Gaël Remise et Fabien Tillon mettent des mots et des images sur la tragique histoire d’Antoine de Tounens qui, s’étant rêvé roi, parvint à entrainer des tribus dans son rêve insensé.
Si je vous racontais qu’Antoine de Tounens, petit avoué de Périgueux et fils du boucher du village de Tourtoirac, s’imagina roi de Patagonie et d’Auricanie, traversa l’Atlantique, se proclama roi, régna quelques semaines, puis fut capturé et expulsé, me croiriez-vous ? À trois reprises, Antoine tenta de recouvrir son trône. Ruiné et abandonné de tous, il mourut en exil.
Comme tant d’enfants de son temps, le jeune Antoine dévorait des atlas et cherchait une terre vierge ayant échappé à la voracité des Européens. Mais, il ne s’imaginait pas commerçant, explorateur ou missionnaire, il se voulait roi. Sa royauté serait atypique, il rassemblerait les Indiens afin de les protéger des brimades des blancs. Il tenta d’intéresser Napoléon III, mais ce dernier s’engagea au Mexique. Le rêve du notre empereur sera, au final, plus couteux en vies humaines.

_ _ _ _ _ _ _

Problème à résoudre
Recopiez à l'identique le passage du texte sur Antoine de Tounens qui commence par « Si je vous racontais » et se termine par « mourut en exil. ».

Bloc de données
_ _ _ _ _ _ _

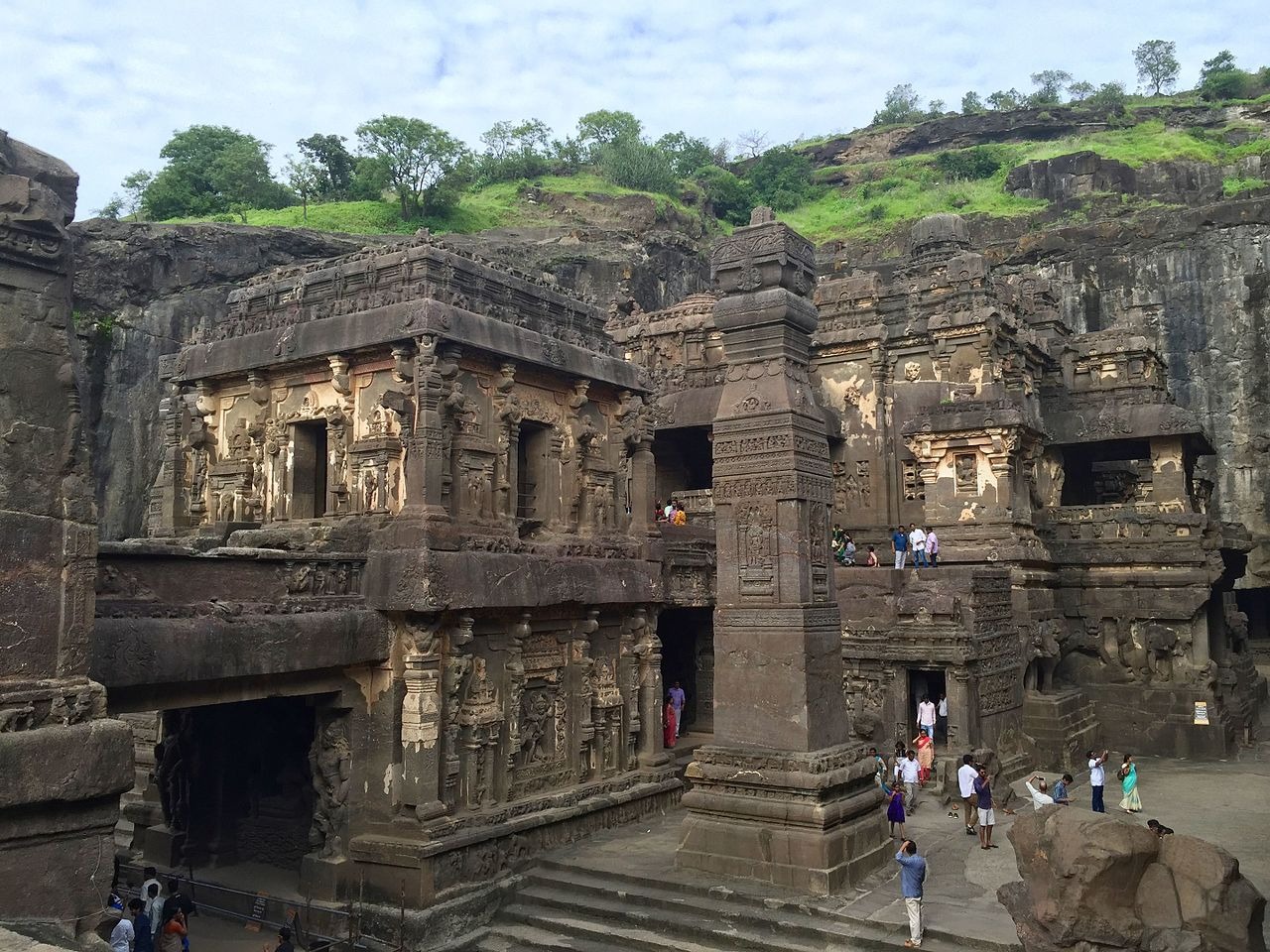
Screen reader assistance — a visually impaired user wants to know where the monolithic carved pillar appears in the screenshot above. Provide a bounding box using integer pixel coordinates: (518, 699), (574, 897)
(677, 208), (885, 893)
(399, 625), (445, 820)
(630, 608), (671, 767)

_ _ _ _ _ _ _

Réponse attendue
Si je vous racontais qu’Antoine de Tounens, petit avoué de Périgueux et fils du boucher du village de Tourtoirac, s’imagina roi de Patagonie et d’Auricanie, traversa l’Atlantique, se proclama roi, régna quelques semaines, puis fut capturé et expulsé, me croiriez-vous ? À trois reprises, Antoine tenta de recouvrir son trône. Ruiné et abandonné de tous, il mourut en exil.